Ultrasound images are a powerful biological and biomedical sciences tool. An advancement in this technique is photoacoustic imaging (PAI). It is where the skin or tissue absorbs pulses of laser light. The thermoelastic expansion of the skin or tissue emits sound, which is processed by the machinery to develop high-resolution images. Recent developments have theorized the existence of vibrational PAI, which could penetrate further into the skin.
In a new paper published in eLight, a team of scientists led by Professor Kenneth K. Y. Wong of the University of Hong Kong has developed a high-power hybrid laser emitter designed to penetrate deep into the skin. The paper, titled “Hybrid optical parametrically-oscillating emitter at 1930 nm for volumetric photoacoustic imaging of water content,” sought to map out the water content in the body to analyze the biological properties of cells, tissues, and organs.
····················
> [Tasks and exercises]
(A) Decide whether each statement agrees with the passage on photoacoustic imaging. Answer yes or no for each, and quote the words from the passage that decide it.
(i) In photoacoustic imaging, the skin or tissue absorbs pulses of laser light.
(ii) The research team was led by a professor from the University of Hong Kong.
(iii) The new paper appeared in the journal Nature.
(B) According to the passage on photoacoustic imaging, what wavelength does the title of the new paper give for its hybrid emitter?
(C) Carry on the passage on photoacoustic imaging from its final sentence.
····················
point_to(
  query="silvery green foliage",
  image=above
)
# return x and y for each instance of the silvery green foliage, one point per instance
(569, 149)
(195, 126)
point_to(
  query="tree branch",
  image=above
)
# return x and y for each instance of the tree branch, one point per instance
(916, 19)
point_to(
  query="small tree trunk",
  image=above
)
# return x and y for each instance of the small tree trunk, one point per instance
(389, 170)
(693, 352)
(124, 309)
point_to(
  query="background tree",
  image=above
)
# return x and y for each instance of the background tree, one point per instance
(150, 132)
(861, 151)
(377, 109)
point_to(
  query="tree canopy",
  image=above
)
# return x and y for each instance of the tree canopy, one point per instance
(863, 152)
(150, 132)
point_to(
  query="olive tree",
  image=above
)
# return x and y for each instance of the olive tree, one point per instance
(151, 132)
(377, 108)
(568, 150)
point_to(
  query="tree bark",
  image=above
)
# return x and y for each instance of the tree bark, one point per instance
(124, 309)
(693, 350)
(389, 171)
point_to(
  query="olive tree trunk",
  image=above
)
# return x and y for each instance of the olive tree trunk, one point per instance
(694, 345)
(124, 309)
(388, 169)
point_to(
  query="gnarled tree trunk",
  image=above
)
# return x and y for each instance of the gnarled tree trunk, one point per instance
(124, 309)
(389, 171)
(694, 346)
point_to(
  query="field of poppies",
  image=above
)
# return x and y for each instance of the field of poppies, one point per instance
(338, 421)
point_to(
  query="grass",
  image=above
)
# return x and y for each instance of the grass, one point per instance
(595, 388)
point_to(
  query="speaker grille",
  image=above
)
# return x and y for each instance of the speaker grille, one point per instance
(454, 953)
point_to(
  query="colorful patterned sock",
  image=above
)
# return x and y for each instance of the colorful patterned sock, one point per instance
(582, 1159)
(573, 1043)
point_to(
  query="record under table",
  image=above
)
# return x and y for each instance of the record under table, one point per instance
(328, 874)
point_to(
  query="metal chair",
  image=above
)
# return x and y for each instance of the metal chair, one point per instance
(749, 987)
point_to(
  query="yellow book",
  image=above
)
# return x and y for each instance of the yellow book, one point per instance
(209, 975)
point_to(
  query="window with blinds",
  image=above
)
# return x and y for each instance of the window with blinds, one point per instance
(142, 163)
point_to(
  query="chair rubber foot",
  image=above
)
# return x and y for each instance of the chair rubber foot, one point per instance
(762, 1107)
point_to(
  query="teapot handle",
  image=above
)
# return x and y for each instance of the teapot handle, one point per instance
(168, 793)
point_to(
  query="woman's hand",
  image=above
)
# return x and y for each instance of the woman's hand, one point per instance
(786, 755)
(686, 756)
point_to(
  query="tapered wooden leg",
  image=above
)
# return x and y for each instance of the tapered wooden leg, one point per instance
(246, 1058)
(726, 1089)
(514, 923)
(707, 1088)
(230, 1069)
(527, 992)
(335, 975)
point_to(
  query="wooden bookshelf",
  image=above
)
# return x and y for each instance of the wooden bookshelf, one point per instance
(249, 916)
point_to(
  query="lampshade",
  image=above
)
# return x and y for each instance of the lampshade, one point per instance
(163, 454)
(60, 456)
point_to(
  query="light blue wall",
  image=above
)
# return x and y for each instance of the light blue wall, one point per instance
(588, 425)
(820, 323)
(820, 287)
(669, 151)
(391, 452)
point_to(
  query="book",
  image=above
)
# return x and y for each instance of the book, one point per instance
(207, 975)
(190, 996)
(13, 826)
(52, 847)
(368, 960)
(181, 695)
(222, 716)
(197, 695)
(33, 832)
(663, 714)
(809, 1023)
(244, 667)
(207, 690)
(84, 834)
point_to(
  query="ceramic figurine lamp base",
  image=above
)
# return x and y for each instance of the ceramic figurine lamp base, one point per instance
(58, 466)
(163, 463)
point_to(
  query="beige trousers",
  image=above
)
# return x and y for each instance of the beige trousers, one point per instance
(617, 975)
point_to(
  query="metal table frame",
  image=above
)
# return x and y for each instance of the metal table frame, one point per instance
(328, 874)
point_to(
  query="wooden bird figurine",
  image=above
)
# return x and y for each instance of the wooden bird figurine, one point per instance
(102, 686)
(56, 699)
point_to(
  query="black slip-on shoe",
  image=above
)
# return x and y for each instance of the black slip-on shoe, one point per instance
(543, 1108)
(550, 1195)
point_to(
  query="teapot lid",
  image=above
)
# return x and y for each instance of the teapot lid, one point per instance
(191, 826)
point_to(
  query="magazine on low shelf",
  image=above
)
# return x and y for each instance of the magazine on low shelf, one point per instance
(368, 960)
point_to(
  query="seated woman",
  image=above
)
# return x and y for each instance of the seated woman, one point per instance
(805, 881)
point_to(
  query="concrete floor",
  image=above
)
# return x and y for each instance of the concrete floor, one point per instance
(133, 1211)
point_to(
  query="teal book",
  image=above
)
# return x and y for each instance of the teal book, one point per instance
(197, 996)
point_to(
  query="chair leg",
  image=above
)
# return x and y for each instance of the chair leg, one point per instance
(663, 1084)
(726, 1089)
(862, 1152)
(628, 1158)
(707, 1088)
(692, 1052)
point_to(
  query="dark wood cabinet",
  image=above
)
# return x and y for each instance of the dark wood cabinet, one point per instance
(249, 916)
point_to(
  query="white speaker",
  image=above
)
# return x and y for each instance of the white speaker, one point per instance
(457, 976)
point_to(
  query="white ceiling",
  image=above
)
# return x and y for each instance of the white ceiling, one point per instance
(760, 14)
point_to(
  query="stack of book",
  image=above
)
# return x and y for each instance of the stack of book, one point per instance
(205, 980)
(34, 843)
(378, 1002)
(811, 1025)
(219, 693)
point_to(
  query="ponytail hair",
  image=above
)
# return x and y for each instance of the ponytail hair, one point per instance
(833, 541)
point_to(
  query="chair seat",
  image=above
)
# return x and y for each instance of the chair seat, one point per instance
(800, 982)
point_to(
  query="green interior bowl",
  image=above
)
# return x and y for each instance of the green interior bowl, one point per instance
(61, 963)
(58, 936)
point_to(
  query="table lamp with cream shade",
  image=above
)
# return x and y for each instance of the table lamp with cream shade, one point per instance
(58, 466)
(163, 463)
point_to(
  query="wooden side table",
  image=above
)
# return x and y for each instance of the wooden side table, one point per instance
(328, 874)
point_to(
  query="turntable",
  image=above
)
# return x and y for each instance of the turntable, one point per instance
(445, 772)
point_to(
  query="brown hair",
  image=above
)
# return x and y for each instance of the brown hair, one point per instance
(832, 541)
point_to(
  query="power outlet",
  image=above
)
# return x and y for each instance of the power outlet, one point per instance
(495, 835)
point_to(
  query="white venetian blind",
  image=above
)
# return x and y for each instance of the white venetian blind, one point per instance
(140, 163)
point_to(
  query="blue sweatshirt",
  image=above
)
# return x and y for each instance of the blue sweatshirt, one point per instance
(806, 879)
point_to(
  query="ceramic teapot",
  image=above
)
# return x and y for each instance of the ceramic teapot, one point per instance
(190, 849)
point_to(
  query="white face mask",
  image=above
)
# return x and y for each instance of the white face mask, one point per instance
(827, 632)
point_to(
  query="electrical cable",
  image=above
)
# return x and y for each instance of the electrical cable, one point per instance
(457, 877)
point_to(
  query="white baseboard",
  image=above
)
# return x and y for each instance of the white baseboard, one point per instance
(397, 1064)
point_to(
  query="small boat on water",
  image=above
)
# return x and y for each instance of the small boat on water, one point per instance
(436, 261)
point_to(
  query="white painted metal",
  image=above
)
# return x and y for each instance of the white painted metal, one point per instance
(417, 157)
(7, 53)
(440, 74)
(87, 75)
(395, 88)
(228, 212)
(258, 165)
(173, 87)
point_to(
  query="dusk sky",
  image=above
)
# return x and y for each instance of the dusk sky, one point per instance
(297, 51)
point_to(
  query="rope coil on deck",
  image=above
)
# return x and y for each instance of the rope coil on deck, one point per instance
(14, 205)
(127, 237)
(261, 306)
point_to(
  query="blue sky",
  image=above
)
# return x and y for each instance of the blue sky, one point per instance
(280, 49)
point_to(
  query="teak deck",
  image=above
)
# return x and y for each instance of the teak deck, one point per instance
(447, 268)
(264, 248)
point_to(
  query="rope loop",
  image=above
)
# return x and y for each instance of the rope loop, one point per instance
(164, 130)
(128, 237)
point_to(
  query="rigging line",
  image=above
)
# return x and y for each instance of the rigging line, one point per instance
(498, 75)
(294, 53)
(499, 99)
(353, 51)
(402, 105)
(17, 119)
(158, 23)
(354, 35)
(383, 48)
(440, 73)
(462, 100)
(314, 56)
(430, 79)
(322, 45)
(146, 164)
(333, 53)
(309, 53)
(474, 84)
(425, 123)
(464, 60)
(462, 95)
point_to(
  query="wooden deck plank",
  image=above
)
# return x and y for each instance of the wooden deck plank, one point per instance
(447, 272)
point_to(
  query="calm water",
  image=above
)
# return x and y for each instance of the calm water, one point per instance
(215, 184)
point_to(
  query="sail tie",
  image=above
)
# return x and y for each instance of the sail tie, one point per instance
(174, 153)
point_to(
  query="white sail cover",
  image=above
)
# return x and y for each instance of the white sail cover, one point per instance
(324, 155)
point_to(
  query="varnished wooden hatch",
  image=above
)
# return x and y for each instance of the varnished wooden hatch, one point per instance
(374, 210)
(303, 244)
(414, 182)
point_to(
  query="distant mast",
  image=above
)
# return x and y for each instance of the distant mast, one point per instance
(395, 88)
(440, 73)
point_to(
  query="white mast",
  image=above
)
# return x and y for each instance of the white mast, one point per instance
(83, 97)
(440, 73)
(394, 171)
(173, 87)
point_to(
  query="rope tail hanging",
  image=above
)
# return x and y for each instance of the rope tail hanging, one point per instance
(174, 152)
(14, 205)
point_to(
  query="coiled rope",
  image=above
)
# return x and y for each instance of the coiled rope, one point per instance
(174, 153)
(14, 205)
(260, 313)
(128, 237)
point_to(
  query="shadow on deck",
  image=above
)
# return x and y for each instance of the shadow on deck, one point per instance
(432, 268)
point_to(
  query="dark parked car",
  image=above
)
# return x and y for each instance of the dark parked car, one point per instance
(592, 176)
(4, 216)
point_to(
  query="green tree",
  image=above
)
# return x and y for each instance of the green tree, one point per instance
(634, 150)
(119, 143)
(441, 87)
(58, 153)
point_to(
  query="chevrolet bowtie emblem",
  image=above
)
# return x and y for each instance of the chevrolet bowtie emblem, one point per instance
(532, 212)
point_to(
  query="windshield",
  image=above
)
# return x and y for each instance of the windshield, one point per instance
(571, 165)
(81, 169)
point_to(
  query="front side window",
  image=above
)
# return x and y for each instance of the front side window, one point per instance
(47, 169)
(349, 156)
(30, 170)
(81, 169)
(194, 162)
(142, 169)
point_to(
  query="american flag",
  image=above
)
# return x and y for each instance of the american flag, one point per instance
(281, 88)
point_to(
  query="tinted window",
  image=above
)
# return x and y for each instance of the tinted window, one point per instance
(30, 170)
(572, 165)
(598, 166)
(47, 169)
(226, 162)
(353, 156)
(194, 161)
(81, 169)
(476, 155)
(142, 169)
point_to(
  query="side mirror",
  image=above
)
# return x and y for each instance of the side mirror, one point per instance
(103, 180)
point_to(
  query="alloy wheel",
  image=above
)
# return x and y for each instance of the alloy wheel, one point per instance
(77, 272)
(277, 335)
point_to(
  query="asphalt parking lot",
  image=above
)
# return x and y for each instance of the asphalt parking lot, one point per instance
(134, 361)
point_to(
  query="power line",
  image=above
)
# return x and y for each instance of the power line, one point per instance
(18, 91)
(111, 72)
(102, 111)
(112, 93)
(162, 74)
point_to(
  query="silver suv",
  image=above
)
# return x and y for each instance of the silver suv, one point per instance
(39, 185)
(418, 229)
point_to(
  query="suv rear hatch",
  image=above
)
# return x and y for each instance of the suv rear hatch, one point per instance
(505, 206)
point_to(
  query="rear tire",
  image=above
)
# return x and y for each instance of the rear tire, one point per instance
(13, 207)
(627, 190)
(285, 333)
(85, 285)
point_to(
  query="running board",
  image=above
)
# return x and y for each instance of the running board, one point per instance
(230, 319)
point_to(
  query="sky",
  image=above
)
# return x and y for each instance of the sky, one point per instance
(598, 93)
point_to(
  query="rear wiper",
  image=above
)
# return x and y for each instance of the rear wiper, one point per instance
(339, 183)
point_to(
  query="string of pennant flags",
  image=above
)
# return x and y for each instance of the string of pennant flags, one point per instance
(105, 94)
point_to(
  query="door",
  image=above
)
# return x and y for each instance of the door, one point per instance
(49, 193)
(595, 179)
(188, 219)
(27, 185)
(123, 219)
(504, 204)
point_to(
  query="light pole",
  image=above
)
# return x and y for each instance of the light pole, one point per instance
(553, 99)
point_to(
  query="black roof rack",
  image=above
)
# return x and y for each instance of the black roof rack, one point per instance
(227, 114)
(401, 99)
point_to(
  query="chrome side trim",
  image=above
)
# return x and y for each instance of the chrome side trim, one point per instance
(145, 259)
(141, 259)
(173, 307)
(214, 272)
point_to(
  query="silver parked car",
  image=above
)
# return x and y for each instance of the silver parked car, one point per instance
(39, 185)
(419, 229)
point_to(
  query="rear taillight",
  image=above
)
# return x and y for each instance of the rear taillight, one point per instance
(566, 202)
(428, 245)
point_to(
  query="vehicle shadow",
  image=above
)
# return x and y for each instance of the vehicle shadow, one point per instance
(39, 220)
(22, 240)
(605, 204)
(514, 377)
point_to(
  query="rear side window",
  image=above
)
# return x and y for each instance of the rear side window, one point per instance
····················
> [Task answers]
(A)
(i) Yes: "It is where the skin or tissue absorbs pulses of laser light."
(ii) Yes: "led by Professor Kenneth K. Y. Wong of the University of Hong Kong"
(iii) No: "In a new paper published in eLight"

(B) 1930 nm

(C)
The PAI technique needs to generate high-resolution images with a low signal-to-noise ratio (SNR). The laser needs to have a high laser pulse energy, fast pulse repetition rate, and accurate wavelength tunability to achieve this goal. Water absorbs energy at a relatively low wavelength of about 1000 nm, which usually requires milli-joule level pulse energy. That sort of energy can burn the skin, while the lasers that operate at that level are expensive.
The research team developed a high-power all-fiber hybrid optical parametrically-oscillating emitter (HOPE) at 1930 nm. It is the best wavelength for determining the water content of tissue and fats. The HOPE emits laser pulses every 15 nanoseconds (ns), with a 1 nm bandwidth. The research team verified the performance of their system through a proof-of-concept optical-resolution PA microscope system.
The team found that the 1930 nm system improved penetration depth by 2.4 mm. The research team owed it to reducing photon scattering in the tissue within the shorter wavelength near-infrared lasers. The improved penetration ability could facilitate measurable imaging of water content in the deep tissue.
Better measuring of water content could improve the quality of medical diagnosis going forward. These excellent advantages could help open broad biological research and disease diagnosis avenues.